### Description of the task
Please transcribe the records precisely; pictures stay out of your copy.

### Data provided
------
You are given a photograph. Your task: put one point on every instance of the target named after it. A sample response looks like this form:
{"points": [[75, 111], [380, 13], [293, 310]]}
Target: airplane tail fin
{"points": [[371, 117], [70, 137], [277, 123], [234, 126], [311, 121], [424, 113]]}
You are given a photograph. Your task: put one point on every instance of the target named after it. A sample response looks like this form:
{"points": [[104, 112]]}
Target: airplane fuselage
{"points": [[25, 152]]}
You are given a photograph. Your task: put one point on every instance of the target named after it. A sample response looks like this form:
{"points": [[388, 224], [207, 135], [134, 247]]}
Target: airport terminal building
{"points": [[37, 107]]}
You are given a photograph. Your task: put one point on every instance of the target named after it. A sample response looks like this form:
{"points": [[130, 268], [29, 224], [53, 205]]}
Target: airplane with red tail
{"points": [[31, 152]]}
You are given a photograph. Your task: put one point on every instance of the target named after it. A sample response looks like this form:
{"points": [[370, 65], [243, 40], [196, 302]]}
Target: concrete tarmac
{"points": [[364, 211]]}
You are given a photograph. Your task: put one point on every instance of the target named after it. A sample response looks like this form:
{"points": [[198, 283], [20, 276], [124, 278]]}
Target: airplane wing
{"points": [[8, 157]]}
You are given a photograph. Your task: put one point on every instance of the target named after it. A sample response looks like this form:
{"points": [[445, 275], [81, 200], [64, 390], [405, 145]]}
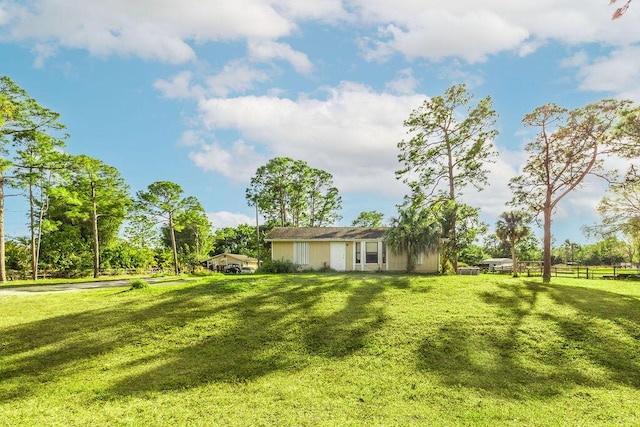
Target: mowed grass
{"points": [[334, 350]]}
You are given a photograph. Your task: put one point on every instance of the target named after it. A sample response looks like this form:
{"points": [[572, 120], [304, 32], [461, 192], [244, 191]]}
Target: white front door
{"points": [[338, 256]]}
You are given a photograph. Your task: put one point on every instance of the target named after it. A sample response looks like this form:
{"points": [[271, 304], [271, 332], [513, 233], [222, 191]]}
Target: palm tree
{"points": [[511, 228], [415, 231]]}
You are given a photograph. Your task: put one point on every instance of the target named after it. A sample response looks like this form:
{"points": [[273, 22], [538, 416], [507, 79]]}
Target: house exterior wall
{"points": [[319, 255], [282, 251]]}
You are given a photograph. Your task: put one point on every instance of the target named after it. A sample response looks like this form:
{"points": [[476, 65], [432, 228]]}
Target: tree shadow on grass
{"points": [[578, 337], [197, 334]]}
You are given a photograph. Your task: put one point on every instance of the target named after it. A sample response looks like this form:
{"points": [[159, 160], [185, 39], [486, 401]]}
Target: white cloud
{"points": [[238, 163], [42, 53], [265, 50], [404, 84], [618, 73], [352, 134], [179, 87], [144, 28], [235, 77], [170, 32], [224, 219]]}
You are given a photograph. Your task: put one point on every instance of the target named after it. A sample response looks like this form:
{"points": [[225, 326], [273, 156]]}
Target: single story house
{"points": [[343, 249], [496, 263], [221, 261]]}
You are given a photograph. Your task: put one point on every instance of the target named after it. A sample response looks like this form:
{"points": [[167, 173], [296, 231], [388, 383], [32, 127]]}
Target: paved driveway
{"points": [[75, 287]]}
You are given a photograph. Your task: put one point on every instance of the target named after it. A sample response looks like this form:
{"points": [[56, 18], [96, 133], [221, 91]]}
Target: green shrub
{"points": [[139, 284]]}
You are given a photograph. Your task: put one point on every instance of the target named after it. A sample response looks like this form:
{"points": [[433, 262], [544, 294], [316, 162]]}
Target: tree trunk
{"points": [[96, 241], [3, 271], [32, 226], [514, 266], [173, 245]]}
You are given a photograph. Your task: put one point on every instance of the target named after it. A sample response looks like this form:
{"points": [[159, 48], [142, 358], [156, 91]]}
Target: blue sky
{"points": [[202, 93]]}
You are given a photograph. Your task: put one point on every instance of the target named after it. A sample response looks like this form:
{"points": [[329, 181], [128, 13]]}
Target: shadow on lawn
{"points": [[243, 336], [585, 337]]}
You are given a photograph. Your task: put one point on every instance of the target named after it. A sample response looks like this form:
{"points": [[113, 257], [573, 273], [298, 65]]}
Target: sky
{"points": [[203, 92]]}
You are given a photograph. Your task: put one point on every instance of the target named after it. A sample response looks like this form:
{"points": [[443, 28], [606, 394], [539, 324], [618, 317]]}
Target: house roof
{"points": [[326, 233]]}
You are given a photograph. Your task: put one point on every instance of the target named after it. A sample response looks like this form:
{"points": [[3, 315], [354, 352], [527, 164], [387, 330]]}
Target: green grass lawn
{"points": [[325, 350]]}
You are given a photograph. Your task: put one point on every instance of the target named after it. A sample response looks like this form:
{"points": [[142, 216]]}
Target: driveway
{"points": [[84, 286]]}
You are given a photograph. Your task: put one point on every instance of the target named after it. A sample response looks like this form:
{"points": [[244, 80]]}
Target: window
{"points": [[372, 252], [301, 253]]}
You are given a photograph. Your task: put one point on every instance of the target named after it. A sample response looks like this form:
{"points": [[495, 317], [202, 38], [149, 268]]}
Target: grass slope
{"points": [[325, 350]]}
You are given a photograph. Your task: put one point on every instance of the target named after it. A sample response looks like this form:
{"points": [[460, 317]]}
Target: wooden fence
{"points": [[577, 272]]}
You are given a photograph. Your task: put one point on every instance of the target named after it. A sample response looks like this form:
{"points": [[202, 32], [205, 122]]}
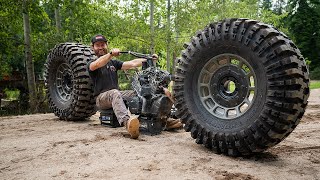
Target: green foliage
{"points": [[315, 85], [126, 25], [315, 74], [11, 94], [304, 25]]}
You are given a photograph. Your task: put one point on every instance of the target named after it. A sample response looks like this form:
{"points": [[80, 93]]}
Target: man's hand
{"points": [[115, 52]]}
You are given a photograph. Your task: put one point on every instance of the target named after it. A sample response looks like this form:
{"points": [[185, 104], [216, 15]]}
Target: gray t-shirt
{"points": [[106, 77]]}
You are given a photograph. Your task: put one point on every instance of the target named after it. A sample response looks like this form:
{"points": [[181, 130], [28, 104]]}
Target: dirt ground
{"points": [[42, 147]]}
------
### Result below
You are given a photograph. Your task: put one point on every instance of the target named after it. A sample response looks like this form:
{"points": [[75, 111], [380, 13], [293, 310]]}
Target: airplane tail fin
{"points": [[371, 117], [70, 137], [277, 123], [234, 126], [311, 121], [424, 113]]}
You are given a photograph. Your task: put one point on every instance of the target named after it. A sample response looks like this form:
{"points": [[104, 112]]}
Target: airplane fuselage
{"points": [[25, 152]]}
You are given a photograph. Your task: put one point on every instance of the target named after it. A sample response looks like this form:
{"points": [[388, 224], [207, 135], [134, 247]]}
Target: airport terminal building
{"points": [[37, 107]]}
You are given a photograph. Your task: put one point on every instance of the target named after it. A sample response looks like this form:
{"points": [[130, 268], [29, 224], [53, 205]]}
Target: airplane with red tail
{"points": [[31, 152]]}
You are given a photograph. Your task: put one point on every instance of the target named after it. A sample response looks like this form:
{"points": [[370, 65], [243, 40], [196, 302]]}
Target: concrete tarmac
{"points": [[364, 211]]}
You are given a photograph. Your task: put one point on every instance of the target named after it. A sample response looks like this form:
{"points": [[198, 283], [20, 276], [124, 278]]}
Target: airplane wing
{"points": [[8, 157]]}
You are given a photograph. Your task: put one point on every instance of the target named after it. A sample response looks like this form:
{"points": [[445, 275], [81, 200], [64, 390], [405, 145]]}
Target: mowed grass
{"points": [[334, 350]]}
You are given a photograph. Your task: put one point on every instance of the target named after it. A sample response looks like this form:
{"points": [[572, 120], [304, 32], [461, 192], [244, 191]]}
Target: white front door
{"points": [[338, 256]]}
You are given a photograph. Your task: put one point on every instance of the target named after it. A sample response looks like this form:
{"points": [[271, 304], [271, 332], [513, 233], [222, 191]]}
Target: palm tree
{"points": [[511, 228], [415, 231]]}
You are given a photograph. Your task: put one point on every instance of the target named after it. A sample response looks like this form:
{"points": [[273, 22], [538, 416], [507, 79]]}
Target: house exterior wall
{"points": [[319, 255], [282, 251]]}
You are given a photograph. Your task: put one point on every instance of the target named after it. A sample response looks like this form:
{"points": [[476, 65], [432, 228]]}
Target: tree shadow on grass
{"points": [[578, 337], [197, 334]]}
You are given a photograph. Your task: put one point on every instance of the target named after it. A sample response looks like this form:
{"points": [[159, 160], [185, 39], [486, 401]]}
Target: white cloud
{"points": [[238, 163], [42, 53], [265, 50], [404, 84], [618, 73], [352, 134], [179, 87], [144, 28], [235, 77], [170, 32], [224, 219]]}
You are given a photograph. Your task: put one point on every instance of the target named after it. A sample response looks like this form:
{"points": [[225, 326], [273, 156]]}
Target: single story house
{"points": [[343, 249], [496, 263], [221, 261]]}
You are given a photograph. Your task: put one point on every instance of the target named after it. A sample response looks like this form:
{"points": [[167, 173], [296, 231], [388, 383], [32, 127]]}
Target: paved driveway
{"points": [[75, 287]]}
You are given a photograph. Your task: put one point on every instance of the target named after it. A sample response looks like this form:
{"points": [[56, 18], [96, 133], [221, 91]]}
Target: green shrub
{"points": [[139, 284]]}
You are given a photograph. Your task: put one point on every instance of the target named after it. A sample response looks like this form:
{"points": [[433, 262], [544, 294], [316, 162]]}
Target: tree trunk
{"points": [[96, 241], [3, 271], [32, 226], [514, 266], [173, 245]]}
You are given a photograph. Your task: put one point on every instance of the target named after it. A sample response looks like this form:
{"points": [[159, 48], [142, 358], [156, 91]]}
Target: blue sky
{"points": [[202, 93]]}
You are given a photograph. Your task: put one point on every instance of the target named after it. A sample response looks like this form:
{"points": [[329, 181], [128, 13]]}
Target: shadow on lawn
{"points": [[243, 336], [585, 337]]}
You are given a photograph. Your task: put one point on every instance of the target named after it. A sample response looks like this form:
{"points": [[113, 257], [573, 273], [298, 65]]}
Target: sky
{"points": [[203, 92]]}
You are given a photograph. Your task: put one point on every instance of the target named after it. A sample response looks like this form:
{"points": [[443, 28], [606, 394], [539, 324], [618, 317]]}
Target: house roof
{"points": [[326, 233]]}
You are given a photograph. Your task: put one point on every instance of the target named after it. A sample response looks like this form:
{"points": [[3, 315], [354, 352], [527, 164], [387, 330]]}
Target: green grass lawn
{"points": [[325, 350]]}
You are given a photograph. Your task: put one point on every instance of the target named after it. A sample response looks like this form:
{"points": [[142, 216]]}
Target: driveway
{"points": [[84, 286]]}
You are given a photograph. Your task: put one point on every instance of the target named after it. A sample response looks like this form:
{"points": [[244, 80]]}
Target: window
{"points": [[372, 252], [301, 253]]}
You are given a photograph. Your task: put one point on every instance of the target named after it. A sample response looks like this form:
{"points": [[495, 317], [202, 38], [149, 268]]}
Target: grass slope
{"points": [[325, 350]]}
You are given a photograph. Your task: put one point on every instance of the target named after it. A sample response looks like this form:
{"points": [[460, 317]]}
Target: wooden fence
{"points": [[577, 272]]}
You are given a photograph. Your task: put one point on every instance of the target named after it. A sample response looks like this form:
{"points": [[202, 32], [205, 122]]}
Target: green foliage
{"points": [[315, 85], [126, 25], [315, 74], [11, 94], [304, 25]]}
You are given a photograph. Your task: put one point on every instance of the target named after it. A sample response looks like this form:
{"points": [[80, 93]]}
Target: man's hand
{"points": [[115, 52]]}
You are given a photograph. Your task: put one point on every instance of the target named after it. A sample response looks like this form:
{"points": [[185, 104], [216, 15]]}
Target: gray t-shirt
{"points": [[106, 77]]}
You are given a photograph. Your task: put one point on every instance of the target named after it. A sample response looks like this form:
{"points": [[181, 130], [28, 104]]}
Target: dirt ground
{"points": [[42, 147]]}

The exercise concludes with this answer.